Document:
○ ○ ○ ○ ○ ○ ○

Every October, downtown San Bernadino shuts down its streets for something genuinely worth the trip — more than 1,200 classic cars, hot rods, and custom builds rolling into the blocks around La Plaza Park for the Rendezvous Back to Route 66, one of the Inland Empire's longest-running automotive celebrations. The event is free to spectators, runs 9 AM to 9 PM, and draws tens of thousands of fans to a corridor that was once the beating heart of the Mother Road. The catch?
Those same downtown blocks are the ones that close for the show — and every parking lot, County structure, and side street within walking distance fills up fast once the gates open at 9 AM.
If your group is coming from Riverside, Redlands, Fontana, or anywhere across the Inland Empire, organizing your own arrival is where the headache lives. This guide covers the logistics that matter: exactly where the event sits, which streets close, where the parking actually is, why a San Bernadino party bus or charter bus changes the math entirely, and how to time your group's arrival so you're seeing cars — not circling blocks. We've run groups to this event.
The advice below is what we tell our own clients before they book.
What Is the Rendezvous Back to Route 66?
The Rendezvous Back to Route 66 is an annual classic car show and street festival presented by the San Bernadino Area Chamber of Commerce and co-sponsored by the City of San Bernadino. It traces its roots to 1990, when the event launched at Glen Helen Regional Park with 300 vehicles and roughly 4,000 spectators. By the time it moved to downtown San Bernadino streets in 1992, attendance was already climbing fast — and the show eventually grew into a four-day festival that drew over 2,000 custom vehicles and half a million visitors at its peak.
The current format runs as a single-day event, typically on the second Saturday of October each year. The 2025 edition falls on Saturday, October 11, 2025, from 9 AM to 9 PM. The 2026 edition is scheduled for Saturday, October 10, 2026, same hours.
Registration is open to all 1999-and-older custom vehicles and all motorcycles; bicycles and other vehicle types require pre-approval through the organizers at (909) 885-7515.

○ ○ ○ ○ ○ ○ ○

Dataset section:
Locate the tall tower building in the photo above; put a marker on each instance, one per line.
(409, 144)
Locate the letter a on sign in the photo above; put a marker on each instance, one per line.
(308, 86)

○ ○ ○ ○ ○ ○ ○

To be done:
(a) Answer these about the guide to the Route 66 car show:
(i) What hours does the event run?
(ii) Where did the event launch in 1990?
(iii) Which custom vehicles are open for registration?
(b) Carry on writing the guide to the Route 66 car show, picking up after its final sentence.

Task-by-task results:
(a)
(i) 9 AM to 9 PM.
(ii) Glen Helen Regional Park.
(iii) All 1999-and-older custom vehicles.

(b)
The show grounds center on "E" Street and Court Street in the heart of downtown, spreading across the blocks around La Plaza Park. Live entertainment runs throughout the day, two beer gardens operate on-site, and local food vendors fill the surrounding streets. Admission is free for spectators — you pay nothing to walk in and spend twelve hours in the middle of one of the Inland Empire's best annual car shows.
Why Downtown San Bernadino Is Hard to Park On Event Day
Here is the friction that catches most groups off guard. The event boundaries run from E Street to the west, 5th Street to the north, Arrowhead Avenue to the east, and 2nd Street to the south — which means the entire grid that normally provides public parking in downtown San Bernadino is either closed to through traffic or already full with registered vehicles by mid-morning. The Carousel Mall parking lot is closed to the public on event day.
The Superior Court parking lot does not allow public parking. That leaves two options for attendees who drive themselves: the County parking lots off 3rd and 5th Streets, and the parking structure at 2nd and E Street.
Both fill quickly. The 2nd and E Street structure is the most convenient drop-in option for spectators coming off the I-215, but it's also the first structure event-goers hit when they exit at 2nd Street — which is exactly the direction the event's own parking directions send visitors from Los Angeles, Orange County, and Redlands. Once those County lots fill, you're looking at side-street hunting in neighborhoods north of 5th Street or well east of Arrowhead, with a walk back through streets that are actively closed to vehicle traffic.
Meanwhile, Omnitrans puts every major bus route on detour all day for the event — routes sbX, 1, 2, 3, 4, 6, 10, 14, and 15 all reroute around the downtown corridor, using Rialto Avenue, Sierra Way, 6th Street, and G/H Streets instead. Only Route 8 maintains normal routing. If anyone in your group was planning to take public transit to the event, that plan needs to be rethought before October.
The practical result for a group: arriving in multiple cars means paying for multiple parking spots in limited structures, navigating street closures without a clear path in, and splitting up the moment one car finds space and another has to loop further out. A San Bernadino party bus rental drops everyone at the edge of the event boundary, waits nearby while your group walks the show, and picks you all up at an agreed corner when you're ready to leave. There is no parking spot to hunt, no one walking back alone to retrieve a car, and no surge in rideshare pricing when 35,000 spectators start heading home at the same time after 9 PM.
Route 66 in San Bernadino: Why This Event Means More Than a Car Show
The Rendezvous is a car show on the surface. But it runs in a city that was literally shaped by Route 66, and understanding that history is part of what makes the event worth the trip for out-of-town groups.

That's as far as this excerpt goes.